→ EXERCISE OBJECTIVE: Go through the material below and report how many lines contain "pile". Give only the number.

→ PROVIDED INFORMATION:

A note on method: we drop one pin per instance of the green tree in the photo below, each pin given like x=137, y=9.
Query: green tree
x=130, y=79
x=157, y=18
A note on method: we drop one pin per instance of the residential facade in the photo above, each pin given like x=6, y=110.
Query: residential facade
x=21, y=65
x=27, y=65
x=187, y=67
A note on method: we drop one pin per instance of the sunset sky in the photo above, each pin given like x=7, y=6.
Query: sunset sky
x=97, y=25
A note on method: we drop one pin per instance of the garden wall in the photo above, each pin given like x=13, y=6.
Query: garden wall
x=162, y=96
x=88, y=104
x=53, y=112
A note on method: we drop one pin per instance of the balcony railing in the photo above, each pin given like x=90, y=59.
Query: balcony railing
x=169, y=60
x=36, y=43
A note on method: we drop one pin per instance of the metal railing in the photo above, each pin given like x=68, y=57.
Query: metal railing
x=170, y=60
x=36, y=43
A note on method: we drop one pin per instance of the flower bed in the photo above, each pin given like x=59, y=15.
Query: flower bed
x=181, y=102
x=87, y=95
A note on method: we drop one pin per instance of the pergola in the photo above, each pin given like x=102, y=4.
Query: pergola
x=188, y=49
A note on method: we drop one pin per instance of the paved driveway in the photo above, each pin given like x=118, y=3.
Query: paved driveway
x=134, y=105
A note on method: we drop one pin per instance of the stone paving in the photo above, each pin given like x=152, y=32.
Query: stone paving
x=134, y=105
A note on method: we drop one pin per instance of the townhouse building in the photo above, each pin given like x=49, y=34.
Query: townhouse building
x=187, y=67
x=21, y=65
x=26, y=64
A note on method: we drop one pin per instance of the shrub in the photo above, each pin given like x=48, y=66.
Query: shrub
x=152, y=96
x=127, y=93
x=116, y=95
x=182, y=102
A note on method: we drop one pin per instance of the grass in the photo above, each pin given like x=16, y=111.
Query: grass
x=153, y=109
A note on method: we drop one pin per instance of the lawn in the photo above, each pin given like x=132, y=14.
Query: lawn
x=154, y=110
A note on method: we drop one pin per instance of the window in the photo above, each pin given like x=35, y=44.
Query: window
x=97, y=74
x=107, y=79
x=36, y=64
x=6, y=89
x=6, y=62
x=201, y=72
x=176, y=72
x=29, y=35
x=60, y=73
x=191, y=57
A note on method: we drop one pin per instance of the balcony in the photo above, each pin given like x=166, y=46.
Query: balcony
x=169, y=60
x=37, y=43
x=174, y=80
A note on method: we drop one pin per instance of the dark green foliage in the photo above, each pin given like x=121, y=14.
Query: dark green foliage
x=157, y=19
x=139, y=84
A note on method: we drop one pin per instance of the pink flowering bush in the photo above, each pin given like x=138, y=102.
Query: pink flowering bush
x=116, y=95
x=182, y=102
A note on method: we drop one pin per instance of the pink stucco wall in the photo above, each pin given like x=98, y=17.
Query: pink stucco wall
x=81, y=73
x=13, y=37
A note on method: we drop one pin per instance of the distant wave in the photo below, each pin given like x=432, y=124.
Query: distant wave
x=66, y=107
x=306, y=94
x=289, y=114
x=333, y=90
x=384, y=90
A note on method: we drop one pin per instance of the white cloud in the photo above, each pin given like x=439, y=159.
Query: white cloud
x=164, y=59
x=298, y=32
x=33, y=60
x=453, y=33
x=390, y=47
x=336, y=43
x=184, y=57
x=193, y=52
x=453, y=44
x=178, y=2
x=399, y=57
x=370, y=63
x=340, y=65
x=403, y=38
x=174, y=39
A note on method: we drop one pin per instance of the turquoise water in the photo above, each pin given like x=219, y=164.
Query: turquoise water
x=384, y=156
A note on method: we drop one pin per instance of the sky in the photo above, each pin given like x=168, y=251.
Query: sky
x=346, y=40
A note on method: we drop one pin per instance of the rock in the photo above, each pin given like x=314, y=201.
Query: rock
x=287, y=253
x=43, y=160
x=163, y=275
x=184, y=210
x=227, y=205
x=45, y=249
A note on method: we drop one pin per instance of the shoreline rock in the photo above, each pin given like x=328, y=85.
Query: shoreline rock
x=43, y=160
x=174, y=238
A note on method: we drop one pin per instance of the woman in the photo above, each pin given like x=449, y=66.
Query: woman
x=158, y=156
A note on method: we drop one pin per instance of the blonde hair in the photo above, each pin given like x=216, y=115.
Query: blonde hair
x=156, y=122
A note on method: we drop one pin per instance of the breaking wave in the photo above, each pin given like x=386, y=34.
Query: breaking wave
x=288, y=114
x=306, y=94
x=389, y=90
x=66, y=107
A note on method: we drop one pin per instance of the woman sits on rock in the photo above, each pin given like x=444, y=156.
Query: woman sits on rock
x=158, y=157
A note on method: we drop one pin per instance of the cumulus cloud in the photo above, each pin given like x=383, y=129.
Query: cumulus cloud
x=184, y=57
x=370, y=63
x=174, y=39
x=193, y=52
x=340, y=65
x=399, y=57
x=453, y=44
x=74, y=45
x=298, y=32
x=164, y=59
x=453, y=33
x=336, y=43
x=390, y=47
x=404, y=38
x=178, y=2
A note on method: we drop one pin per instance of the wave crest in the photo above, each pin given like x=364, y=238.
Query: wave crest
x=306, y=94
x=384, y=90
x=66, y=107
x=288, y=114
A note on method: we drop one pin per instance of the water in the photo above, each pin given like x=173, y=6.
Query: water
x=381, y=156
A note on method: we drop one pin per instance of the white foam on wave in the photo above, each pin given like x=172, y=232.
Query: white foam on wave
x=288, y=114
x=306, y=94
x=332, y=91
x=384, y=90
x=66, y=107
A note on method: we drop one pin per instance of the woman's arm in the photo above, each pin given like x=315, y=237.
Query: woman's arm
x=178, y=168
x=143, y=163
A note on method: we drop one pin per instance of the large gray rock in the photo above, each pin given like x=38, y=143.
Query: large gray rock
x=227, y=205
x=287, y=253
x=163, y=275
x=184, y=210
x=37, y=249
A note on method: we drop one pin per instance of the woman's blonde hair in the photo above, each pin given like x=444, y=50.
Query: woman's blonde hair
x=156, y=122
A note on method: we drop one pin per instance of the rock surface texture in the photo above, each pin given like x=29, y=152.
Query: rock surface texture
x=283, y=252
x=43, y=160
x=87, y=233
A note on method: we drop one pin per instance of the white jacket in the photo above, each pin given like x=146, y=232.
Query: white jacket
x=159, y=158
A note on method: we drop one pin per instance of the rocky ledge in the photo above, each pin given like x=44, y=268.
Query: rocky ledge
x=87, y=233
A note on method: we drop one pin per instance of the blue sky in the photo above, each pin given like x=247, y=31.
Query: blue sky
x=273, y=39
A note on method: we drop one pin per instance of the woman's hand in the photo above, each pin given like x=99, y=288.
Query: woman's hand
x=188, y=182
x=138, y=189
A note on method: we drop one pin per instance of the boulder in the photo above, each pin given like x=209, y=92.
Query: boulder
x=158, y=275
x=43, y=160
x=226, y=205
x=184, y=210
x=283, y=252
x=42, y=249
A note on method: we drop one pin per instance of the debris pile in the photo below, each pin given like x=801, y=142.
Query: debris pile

==

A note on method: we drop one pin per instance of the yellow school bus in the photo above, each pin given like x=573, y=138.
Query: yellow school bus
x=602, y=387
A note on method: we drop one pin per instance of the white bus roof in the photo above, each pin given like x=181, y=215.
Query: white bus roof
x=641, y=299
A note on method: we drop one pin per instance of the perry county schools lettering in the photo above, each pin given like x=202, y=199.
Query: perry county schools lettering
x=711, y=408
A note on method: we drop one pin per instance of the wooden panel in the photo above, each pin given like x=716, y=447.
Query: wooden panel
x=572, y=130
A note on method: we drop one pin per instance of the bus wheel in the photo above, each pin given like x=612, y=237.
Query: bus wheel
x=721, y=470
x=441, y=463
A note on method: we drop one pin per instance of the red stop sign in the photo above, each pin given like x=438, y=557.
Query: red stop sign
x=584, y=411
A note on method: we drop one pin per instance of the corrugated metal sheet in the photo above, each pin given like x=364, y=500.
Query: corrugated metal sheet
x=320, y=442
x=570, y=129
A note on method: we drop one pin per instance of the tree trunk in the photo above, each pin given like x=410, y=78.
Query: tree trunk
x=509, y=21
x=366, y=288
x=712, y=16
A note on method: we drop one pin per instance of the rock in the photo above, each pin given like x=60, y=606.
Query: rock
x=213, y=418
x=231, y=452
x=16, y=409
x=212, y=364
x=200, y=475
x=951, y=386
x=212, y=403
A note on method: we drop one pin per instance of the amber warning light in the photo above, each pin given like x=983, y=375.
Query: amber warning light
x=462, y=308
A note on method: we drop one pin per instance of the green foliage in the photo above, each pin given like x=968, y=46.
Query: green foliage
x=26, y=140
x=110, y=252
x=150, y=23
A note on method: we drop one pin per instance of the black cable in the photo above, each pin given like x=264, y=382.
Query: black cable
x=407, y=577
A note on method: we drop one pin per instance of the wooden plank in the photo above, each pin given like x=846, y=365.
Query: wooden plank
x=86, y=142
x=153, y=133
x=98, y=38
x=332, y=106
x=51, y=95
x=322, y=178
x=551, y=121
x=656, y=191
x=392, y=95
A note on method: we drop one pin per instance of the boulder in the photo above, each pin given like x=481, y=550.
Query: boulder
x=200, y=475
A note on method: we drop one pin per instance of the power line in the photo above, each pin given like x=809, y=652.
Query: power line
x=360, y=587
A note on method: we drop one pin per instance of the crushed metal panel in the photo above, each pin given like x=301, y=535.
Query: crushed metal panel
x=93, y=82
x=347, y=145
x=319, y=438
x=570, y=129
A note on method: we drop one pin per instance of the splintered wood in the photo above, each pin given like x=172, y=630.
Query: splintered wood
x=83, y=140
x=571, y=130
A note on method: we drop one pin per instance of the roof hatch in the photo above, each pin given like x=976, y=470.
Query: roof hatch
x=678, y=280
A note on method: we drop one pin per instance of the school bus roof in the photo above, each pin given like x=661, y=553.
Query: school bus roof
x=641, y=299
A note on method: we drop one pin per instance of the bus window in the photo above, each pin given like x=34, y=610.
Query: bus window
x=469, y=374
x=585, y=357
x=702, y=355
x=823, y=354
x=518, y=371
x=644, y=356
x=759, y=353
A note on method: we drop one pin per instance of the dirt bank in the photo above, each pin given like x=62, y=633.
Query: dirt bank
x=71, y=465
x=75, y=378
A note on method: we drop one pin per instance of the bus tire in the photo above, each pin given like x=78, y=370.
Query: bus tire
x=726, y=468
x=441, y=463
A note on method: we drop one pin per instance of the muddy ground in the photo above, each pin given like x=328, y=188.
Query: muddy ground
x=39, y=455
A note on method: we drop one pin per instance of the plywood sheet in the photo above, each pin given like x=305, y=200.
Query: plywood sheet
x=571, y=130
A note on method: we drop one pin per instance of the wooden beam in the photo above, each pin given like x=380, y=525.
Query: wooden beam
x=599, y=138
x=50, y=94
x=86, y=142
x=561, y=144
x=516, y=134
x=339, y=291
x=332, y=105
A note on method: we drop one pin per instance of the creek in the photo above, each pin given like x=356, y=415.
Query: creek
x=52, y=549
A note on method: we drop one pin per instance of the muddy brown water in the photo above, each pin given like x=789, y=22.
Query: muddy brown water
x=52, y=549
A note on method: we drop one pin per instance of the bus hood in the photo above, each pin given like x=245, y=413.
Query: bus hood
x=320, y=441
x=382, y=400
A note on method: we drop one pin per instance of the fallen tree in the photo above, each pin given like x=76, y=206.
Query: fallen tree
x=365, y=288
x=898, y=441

→ REPLY: 2